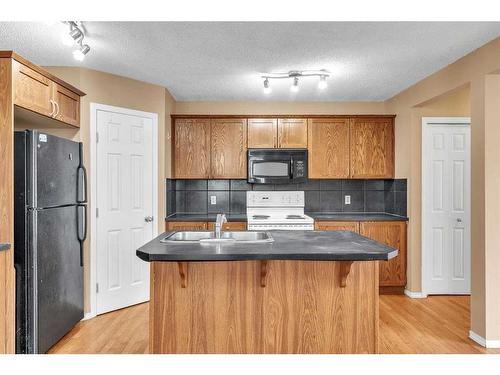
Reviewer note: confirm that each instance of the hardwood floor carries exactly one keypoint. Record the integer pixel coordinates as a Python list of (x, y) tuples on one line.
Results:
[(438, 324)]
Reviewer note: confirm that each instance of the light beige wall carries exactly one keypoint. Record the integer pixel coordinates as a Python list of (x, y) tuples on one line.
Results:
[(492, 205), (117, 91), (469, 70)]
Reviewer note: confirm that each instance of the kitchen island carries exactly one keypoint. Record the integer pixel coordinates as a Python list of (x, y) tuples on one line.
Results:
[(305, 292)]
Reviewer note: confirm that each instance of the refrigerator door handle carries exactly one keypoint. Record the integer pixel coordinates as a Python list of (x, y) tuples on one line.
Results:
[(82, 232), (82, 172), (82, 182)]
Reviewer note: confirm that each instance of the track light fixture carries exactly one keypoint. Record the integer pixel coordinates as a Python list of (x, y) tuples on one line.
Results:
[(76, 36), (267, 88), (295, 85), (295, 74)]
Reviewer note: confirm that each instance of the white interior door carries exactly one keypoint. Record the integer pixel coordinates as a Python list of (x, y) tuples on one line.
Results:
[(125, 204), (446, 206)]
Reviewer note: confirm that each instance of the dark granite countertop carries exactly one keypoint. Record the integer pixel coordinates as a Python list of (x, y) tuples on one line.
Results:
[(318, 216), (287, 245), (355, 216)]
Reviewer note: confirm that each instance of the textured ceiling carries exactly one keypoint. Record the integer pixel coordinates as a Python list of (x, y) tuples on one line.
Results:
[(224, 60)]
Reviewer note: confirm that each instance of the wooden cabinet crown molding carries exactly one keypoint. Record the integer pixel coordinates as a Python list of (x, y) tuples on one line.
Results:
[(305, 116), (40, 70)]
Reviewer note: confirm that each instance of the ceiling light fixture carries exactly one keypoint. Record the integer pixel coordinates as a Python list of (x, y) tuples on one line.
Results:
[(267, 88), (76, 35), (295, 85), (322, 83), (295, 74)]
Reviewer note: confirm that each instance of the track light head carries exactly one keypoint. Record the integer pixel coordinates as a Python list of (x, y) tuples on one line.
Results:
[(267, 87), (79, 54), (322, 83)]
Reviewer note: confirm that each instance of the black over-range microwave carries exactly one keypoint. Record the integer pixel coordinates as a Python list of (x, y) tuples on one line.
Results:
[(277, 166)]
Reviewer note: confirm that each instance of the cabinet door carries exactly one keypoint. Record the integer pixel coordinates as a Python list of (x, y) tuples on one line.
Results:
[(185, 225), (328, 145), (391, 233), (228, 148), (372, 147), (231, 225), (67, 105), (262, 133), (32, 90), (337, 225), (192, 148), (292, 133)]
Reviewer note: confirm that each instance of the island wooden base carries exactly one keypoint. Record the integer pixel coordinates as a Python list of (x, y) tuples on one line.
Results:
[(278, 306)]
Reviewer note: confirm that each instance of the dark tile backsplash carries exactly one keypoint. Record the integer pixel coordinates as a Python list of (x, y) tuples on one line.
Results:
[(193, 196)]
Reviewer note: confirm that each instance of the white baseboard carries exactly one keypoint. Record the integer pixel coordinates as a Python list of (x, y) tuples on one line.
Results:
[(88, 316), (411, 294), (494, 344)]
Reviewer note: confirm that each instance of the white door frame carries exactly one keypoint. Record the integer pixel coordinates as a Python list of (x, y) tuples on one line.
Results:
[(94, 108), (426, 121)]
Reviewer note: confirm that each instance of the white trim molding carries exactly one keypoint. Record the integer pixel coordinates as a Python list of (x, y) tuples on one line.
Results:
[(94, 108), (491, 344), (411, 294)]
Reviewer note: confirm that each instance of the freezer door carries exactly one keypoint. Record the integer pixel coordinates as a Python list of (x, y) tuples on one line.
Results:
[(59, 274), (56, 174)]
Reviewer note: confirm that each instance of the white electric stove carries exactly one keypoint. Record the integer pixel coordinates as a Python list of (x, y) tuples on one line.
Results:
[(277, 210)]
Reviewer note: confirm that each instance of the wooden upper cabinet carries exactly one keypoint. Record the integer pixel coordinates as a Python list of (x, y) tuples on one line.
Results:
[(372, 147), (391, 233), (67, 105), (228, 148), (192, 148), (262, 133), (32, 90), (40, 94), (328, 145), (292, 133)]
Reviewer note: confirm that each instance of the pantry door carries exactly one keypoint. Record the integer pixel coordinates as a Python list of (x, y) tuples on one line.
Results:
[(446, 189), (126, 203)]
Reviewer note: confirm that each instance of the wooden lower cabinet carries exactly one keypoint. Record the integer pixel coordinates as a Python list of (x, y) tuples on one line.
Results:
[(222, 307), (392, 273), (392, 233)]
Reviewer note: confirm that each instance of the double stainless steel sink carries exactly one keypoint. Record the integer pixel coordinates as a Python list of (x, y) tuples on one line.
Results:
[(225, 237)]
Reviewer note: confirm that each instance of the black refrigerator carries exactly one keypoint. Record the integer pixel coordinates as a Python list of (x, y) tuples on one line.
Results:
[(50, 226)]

****************

*DIRECTIONS FOR THIS TASK*.
Keep every word of the records above exactly, and return them with no pictures.

*SOLUTION TO THE EXERCISE*.
Reviewer note: confirm that each instance of the hardwood floor carries exactly one keypoint. Record the integer pixel coordinates as a Python list of (x, y) tuples on one line.
Results:
[(438, 324)]
Reviewer note: confirm that each instance of the light beige wall carries exactly one keypoint. Record the integer pixel coordinates as a Python list of (x, y) tuples on one line.
Results:
[(492, 205), (117, 91), (469, 70)]
Reviewer note: confirm that each instance of the kitchen island carries exactly one keypoint. Record the integer pixel coordinates as a Python list of (x, y) tuples on one line.
Results:
[(305, 292)]
Reviewer note: confirm that each instance of the refrigerator door handle carries exactly one keypoint. Record the integer pixel coordinates as a Python list of (x, y) tuples on one line.
Results:
[(82, 232), (82, 172), (82, 182)]
Reviewer note: confirm that each instance of the track light fixture carries exactly one keypoint. Record the integer pixel coordinates as a Python list of (x, y) tuples on one line.
Results:
[(76, 36), (267, 88), (295, 85), (295, 74)]
Reviewer note: confirm that each instance of the white interior door carries exactly one keypoint. Record the integer pixel coordinates as a Python list of (x, y) tuples on one line.
Results:
[(125, 204), (446, 206)]
Reviewer note: confirm that each instance of the dark granite countertop carries exactly one keypoint. Record the integer pixel coordinates as a Python list of (x, y) tuples on one line.
Results:
[(318, 216), (287, 245), (355, 216)]
Reviewer note: confirm that each instance of the textured ceiling carries exactly one keypoint. Record the integer pixel coordinates as a Python list of (x, y) tuples on one line.
Results:
[(224, 60)]
Reviewer note: confirm that each instance of the wooden cabinet crown molding carries exactly one keypoint. Record the integer pixel coordinates as a Python list of (x, y) tuples on one line.
Results:
[(305, 116), (40, 70)]
Reviewer note: confirm that each instance of the ceiling light fixture carries exactly one keypoint. Record the integer pixel coordinates as a Python list of (x, y) tuples on one line.
Results:
[(267, 88), (76, 35), (295, 85), (322, 83), (295, 74)]
Reviewer note: confirm that each instance of the track light head carries exactly one keypoint. Record the integer pixel coordinates as a Python list of (x, y) tuples on one line.
Results:
[(267, 87), (79, 54), (322, 83)]
Reviewer note: confirm that each instance of the black over-range microwave carries exactly one keypoint. Record the integer pixel coordinates as a Python list of (x, y) tuples on one line.
Results:
[(277, 166)]
Reviewer note: confirm that each instance of the cabinet door carries exactly one keypoint. Record the integer pixel coordinates as a Python list of (x, y) tuples on one line.
Results:
[(185, 225), (328, 145), (391, 233), (228, 148), (372, 147), (231, 225), (67, 105), (262, 133), (32, 90), (337, 225), (192, 148), (292, 133)]
Reviewer note: confirm that each instance of the island wooden base carries exactly one keypoint. Record the integer pixel coordinates as a Python list of (x, y) tuples on one line.
Results:
[(278, 306)]
Reviewer note: confirm that each instance of the dark tile backsplash carries exactly one keypoint. Record the integer pixel coordinates as a Python list of (x, y) tuples on one line.
Results:
[(193, 196)]
Reviewer note: confirm that each instance of the white baseboard carries exactly one keypoint. Record the integer pixel coordinates as a Python list of (x, y) tuples on one line.
Results:
[(88, 316), (411, 294), (494, 344)]
Reviewer note: confirm that each instance of the white door frame carries exactly one keypoint. Record the integer pixel coordinates as a Python list of (x, y) tuples on one line.
Results:
[(94, 108), (426, 121)]
Reviewer note: confirm that each instance of the white trim molding carries exactly one keypoint. Record the integer pixel coordinates as a Python list of (x, y) tuples on one line.
Results:
[(94, 108), (491, 344), (411, 294)]
Reviewer note: confirm that each instance of the freezer door carries exactly one keypoint. Record the integer pixel coordinates as a Python list of (x, y) tuples on one line.
Results:
[(59, 274), (56, 174)]
Reviewer note: confirm that each instance of the white electric stove carries exactly one keypoint. Record the integer pixel coordinates as a Python list of (x, y) tuples on one line.
Results:
[(277, 210)]
Reviewer note: confirm that each instance of the wooden upper cabinet carries exactly one keypoint. Record the integer pixel coordinates as a Python list of (x, y) tuples on one line.
Results:
[(372, 147), (391, 233), (67, 105), (228, 148), (192, 148), (262, 133), (32, 90), (40, 94), (328, 145), (292, 133)]
Reviewer note: confirm that each instance of the pantry door carries exactly one keypoint. Record the integer pixel coordinates as a Python list of (x, y) tuples on one line.
Results:
[(446, 189), (126, 203)]
Reviewer note: confirm that each instance of the wooden lower cabinet carries exactly one keypoint. Record the integer pixel coordinates as a Python list of (x, y) tuples on one line.
Results:
[(222, 307), (392, 273), (392, 233)]
Reviewer note: confirm that each instance of the double stainless steel sink carries exactly one keypoint. Record the integer pixel coordinates as a Python list of (x, y) tuples on one line.
Results:
[(225, 237)]
Reviewer note: confirm that each instance of the black refrigerator carries exactly one keypoint. Record the integer pixel coordinates as a Python list of (x, y) tuples on one line.
Results:
[(50, 226)]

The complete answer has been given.